> What the task requires
Each record is to be transcribed in full and exactly.

• • • •

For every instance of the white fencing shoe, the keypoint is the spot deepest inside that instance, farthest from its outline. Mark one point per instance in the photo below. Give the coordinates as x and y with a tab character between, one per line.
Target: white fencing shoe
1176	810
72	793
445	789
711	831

• • • •

> Response below
For every instance of the white fencing shoe, the keypoint is the spot deepest inside that instance, farthest from its outline. Mark one point per instance in the photo below. Give the coordinates as x and y with a tab character between, one per line.
Target: white fencing shoe
1176	810
72	793
445	789
711	831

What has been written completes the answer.